## EXERCISE DETAILS
Can you revise the records below, replacing "noun phrase" with "text description" everywhere it appears and leaving everything else as it is?

Location labeling records:
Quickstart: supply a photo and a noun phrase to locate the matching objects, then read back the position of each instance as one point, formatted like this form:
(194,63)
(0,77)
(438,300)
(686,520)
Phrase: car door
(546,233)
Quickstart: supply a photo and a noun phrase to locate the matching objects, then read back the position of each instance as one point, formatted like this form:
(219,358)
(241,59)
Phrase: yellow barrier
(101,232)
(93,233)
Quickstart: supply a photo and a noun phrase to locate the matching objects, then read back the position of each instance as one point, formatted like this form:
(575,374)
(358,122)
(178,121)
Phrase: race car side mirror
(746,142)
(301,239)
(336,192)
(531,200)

## ANSWER TO THIS PROBLEM
Quickstart: supply a photo and a text description to locate the matching objects, then read back the position of each instance as one point, formatted like this form:
(194,63)
(0,77)
(438,300)
(686,520)
Phrase: car door
(546,233)
Quickstart: supply a photo and a text description to locate the matching objects, then read back the position of each instance as one point, formatted like this form:
(219,358)
(241,59)
Phrase: yellow barrier
(101,232)
(93,233)
Quickstart: supply a photo and a text description to locate the matching objects, then read back the position of each instance as one point, formatted like this form:
(575,374)
(358,122)
(178,121)
Phrase: race car side mirror
(746,142)
(301,239)
(336,192)
(531,200)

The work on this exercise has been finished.